**EXCERPT TO READ**
The Chinese government has locked down the city of Shanghai, the largest city in China, with no apparent end in sight.
Chinese officials are implementing a strict “zero-COVID” policy. The policy consists of aggressive testing, isolating anyone exposed to the virus, and locking down areas where cases emerge. The Epoch Times has been reporting on the situation.
Mass testing began on April 4. As of 8 a.m. local time on April 5, all of Shanghai’s more than 25 million residents had been tested, according to the municipal authority’s official account on China’s Twitter-like social media site, Weibo.
City health workers visited the homes of those whose first test samples had abnormal results. Residents in these households were required to take another test.
If confirmed to have COVID, residents were placed in isolation. The conditions where residents must remain in isolation are now under scrutiny.
One of those currently in isolation is Liu Zhimin (a pseudonym), a resident in eastern Shanghai’s Pudong district, who spoke with The Epoch Times.
Liu said he was sent to a local makeshift quarantine center that was originally a school dormitory at around 3 a.m. on April 3 because he was deemed a close contact of an infected coworker.
He said there were only three bedrooms in the dorm he shared with fifteen other individuals, both women and men. He added that the room did not have heating and that the supply of food, electricity, and hot water had not been stable. He said he had his first meal of the day on April 3 at around 4 p.m. local time.
The conditions are reportedly worse for children.
The “zero-COVID” policy mandates that anyone, regardless of age, be taken into quarantine if they test COVID-19 positive or are a close contact of someone who tests positive.
Instead of allowing families to stay together, the Chinese government separates children from their parents. Since March 26, about 300 children under the age of 6 have been quarantined. Most of these children are asymptomatic.

**ENTRIES PROVIDED**
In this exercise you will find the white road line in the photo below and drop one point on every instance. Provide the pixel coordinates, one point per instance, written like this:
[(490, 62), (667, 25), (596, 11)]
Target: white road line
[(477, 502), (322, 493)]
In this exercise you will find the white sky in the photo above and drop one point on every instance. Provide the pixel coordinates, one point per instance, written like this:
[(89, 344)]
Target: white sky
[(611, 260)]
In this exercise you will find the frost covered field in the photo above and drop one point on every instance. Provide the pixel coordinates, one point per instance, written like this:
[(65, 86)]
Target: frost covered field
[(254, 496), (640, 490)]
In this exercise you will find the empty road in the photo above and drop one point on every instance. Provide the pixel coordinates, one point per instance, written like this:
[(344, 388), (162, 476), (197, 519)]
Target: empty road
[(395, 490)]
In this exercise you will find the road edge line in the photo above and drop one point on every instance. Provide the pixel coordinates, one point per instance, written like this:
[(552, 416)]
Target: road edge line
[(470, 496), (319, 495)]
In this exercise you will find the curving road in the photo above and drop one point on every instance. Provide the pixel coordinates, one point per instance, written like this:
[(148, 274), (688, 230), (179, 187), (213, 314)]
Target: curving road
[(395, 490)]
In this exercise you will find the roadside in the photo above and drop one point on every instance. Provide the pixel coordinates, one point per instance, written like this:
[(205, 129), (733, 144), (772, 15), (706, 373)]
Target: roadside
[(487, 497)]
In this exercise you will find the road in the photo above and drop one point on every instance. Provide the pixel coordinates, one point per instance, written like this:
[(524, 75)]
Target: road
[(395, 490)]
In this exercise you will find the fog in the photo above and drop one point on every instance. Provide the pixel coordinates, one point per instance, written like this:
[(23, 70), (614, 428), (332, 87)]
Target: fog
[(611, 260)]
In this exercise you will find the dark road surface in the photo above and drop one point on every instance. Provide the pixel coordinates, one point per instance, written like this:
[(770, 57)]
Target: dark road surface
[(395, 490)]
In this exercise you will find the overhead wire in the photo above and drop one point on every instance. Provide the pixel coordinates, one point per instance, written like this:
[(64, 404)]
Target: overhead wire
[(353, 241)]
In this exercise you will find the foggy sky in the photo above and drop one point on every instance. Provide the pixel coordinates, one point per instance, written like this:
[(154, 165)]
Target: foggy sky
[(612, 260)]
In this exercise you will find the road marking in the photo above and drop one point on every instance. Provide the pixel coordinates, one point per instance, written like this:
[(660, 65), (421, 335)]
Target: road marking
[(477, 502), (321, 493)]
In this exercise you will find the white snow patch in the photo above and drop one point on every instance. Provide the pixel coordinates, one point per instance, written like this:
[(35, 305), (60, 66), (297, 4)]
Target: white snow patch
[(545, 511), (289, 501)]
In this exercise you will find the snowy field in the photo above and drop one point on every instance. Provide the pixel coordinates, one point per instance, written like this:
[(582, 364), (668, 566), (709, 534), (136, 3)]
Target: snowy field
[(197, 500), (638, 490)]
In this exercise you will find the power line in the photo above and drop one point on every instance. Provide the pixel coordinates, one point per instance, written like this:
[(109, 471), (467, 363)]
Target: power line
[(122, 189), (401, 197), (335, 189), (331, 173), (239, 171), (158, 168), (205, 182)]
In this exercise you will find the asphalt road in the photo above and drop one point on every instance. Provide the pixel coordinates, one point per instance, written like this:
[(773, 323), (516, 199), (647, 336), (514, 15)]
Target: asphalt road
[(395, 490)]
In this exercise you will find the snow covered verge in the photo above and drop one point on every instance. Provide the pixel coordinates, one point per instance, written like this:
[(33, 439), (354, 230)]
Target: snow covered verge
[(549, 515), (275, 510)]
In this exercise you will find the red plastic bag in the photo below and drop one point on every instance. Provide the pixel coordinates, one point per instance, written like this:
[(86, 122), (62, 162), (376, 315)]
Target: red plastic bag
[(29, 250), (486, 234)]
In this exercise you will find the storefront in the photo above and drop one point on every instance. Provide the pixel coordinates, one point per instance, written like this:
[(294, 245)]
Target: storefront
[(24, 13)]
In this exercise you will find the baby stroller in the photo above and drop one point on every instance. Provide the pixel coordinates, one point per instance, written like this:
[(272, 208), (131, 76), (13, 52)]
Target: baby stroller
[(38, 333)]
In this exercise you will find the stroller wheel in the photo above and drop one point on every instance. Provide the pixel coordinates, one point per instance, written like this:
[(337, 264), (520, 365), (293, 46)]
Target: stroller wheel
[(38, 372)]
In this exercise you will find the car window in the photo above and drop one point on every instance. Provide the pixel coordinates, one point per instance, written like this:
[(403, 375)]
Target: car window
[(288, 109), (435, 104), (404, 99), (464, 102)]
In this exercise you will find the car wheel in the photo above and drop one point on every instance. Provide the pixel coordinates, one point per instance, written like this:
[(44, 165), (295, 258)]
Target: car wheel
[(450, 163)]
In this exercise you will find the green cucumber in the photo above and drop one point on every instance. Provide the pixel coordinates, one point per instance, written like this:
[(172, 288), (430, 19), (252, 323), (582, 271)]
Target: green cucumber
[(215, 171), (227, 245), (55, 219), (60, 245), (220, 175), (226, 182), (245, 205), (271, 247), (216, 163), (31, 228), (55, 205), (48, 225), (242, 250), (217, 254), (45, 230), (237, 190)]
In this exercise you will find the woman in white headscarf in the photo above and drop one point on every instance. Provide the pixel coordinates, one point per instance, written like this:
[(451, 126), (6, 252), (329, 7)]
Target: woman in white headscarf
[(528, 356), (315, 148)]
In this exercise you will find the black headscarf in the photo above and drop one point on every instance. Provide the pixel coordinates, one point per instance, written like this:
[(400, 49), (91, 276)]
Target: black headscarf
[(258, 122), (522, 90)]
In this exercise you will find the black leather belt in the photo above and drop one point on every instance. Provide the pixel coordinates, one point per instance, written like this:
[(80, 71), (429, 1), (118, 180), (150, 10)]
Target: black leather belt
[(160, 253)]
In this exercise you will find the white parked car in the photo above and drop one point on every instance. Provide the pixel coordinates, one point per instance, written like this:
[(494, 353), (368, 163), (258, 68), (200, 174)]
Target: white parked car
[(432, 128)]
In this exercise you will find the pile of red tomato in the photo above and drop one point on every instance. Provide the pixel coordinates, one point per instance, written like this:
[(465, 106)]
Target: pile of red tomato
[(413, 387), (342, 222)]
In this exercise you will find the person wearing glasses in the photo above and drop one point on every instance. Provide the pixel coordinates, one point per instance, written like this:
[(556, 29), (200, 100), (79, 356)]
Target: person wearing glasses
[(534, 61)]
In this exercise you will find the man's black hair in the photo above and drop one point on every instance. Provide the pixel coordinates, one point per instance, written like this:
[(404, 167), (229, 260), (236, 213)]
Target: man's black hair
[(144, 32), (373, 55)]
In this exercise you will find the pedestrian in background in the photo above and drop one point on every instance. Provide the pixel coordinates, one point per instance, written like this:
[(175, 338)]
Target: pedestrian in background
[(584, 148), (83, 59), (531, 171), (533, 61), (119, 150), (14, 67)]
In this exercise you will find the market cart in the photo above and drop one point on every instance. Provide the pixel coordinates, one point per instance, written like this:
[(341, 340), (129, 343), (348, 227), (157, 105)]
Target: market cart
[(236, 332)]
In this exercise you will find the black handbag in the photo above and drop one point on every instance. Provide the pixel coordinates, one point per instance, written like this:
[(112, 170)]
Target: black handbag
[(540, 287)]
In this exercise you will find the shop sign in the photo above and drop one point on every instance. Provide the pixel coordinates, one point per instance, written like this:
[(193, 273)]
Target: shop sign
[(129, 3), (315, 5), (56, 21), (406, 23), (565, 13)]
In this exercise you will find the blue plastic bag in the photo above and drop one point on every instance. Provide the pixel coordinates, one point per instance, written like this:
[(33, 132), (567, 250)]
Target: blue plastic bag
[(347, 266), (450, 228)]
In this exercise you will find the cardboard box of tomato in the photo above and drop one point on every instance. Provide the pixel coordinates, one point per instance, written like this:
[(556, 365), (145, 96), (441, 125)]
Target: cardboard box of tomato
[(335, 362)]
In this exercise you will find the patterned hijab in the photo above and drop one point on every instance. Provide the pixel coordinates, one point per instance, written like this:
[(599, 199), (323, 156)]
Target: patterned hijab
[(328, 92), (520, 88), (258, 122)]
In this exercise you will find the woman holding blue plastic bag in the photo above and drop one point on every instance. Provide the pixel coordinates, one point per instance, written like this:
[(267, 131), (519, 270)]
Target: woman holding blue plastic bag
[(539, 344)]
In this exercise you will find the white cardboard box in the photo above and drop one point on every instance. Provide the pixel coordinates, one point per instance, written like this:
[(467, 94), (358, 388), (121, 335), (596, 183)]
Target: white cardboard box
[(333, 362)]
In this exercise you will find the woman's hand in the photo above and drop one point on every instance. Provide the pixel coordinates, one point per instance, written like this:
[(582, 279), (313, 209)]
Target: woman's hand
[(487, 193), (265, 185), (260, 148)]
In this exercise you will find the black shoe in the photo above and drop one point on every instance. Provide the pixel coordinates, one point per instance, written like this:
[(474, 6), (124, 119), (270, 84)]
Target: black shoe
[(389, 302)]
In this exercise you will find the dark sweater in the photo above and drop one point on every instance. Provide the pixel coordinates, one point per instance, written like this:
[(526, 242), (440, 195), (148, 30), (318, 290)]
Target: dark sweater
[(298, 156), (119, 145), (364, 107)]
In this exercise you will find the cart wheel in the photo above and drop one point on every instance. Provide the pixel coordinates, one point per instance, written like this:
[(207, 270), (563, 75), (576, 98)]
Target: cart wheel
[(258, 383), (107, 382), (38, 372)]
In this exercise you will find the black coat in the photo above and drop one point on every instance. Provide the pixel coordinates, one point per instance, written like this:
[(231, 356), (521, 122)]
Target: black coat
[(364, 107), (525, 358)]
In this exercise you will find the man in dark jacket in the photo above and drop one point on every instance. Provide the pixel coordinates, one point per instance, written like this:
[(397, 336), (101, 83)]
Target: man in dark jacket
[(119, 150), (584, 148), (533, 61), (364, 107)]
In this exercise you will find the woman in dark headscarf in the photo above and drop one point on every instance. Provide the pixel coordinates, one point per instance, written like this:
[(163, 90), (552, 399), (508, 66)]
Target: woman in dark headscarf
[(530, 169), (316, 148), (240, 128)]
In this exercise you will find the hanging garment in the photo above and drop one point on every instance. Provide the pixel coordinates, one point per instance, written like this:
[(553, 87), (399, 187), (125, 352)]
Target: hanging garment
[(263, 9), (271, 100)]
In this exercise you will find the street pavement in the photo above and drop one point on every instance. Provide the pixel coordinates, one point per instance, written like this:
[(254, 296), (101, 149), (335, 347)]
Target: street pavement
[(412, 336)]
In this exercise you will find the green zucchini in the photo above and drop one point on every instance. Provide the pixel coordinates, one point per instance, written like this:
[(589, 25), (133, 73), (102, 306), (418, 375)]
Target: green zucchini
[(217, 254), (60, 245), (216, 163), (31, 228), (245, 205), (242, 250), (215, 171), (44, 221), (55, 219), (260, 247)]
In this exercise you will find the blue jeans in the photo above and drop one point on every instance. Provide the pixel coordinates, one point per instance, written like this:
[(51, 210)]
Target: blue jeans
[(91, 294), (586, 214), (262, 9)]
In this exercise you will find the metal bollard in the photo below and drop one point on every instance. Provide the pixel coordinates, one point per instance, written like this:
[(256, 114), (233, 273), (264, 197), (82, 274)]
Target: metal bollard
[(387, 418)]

**BRIEF 1**
Answer these questions from the report on the Shanghai lockdown.
(a) On what date did mass testing in Shanghai begin?
(b) With how many other individuals did Liu share the dorm?
(c) About how many children under the age of 6 have been quarantined since March 26?
**BRIEF 2**
Reproduce the portion of the report on the Shanghai lockdown between "He said there" and "children are asymptomatic.", inclusive.
The data are not required for any of the work here.

**EXERCISE ANSWER 1**
(a) April 4
(b) Fifteen
(c) About 300

**EXERCISE ANSWER 2**
He said there were only three bedrooms in the dorm he shared with fifteen other individuals, both women and men. He added that the room did not have heating and that the supply of food, electricity, and hot water had not been stable. He said he had his first meal of the day on April 3 at around 4 p.m. local time.
The conditions are reportedly worse for children.
The “zero-COVID” policy mandates that anyone, regardless of age, be taken into quarantine if they test COVID-19 positive or are a close contact of someone who tests positive.
Instead of allowing families to stay together, the Chinese government separates children from their parents. Since March 26, about 300 children under the age of 6 have been quarantined. Most of these children are asymptomatic.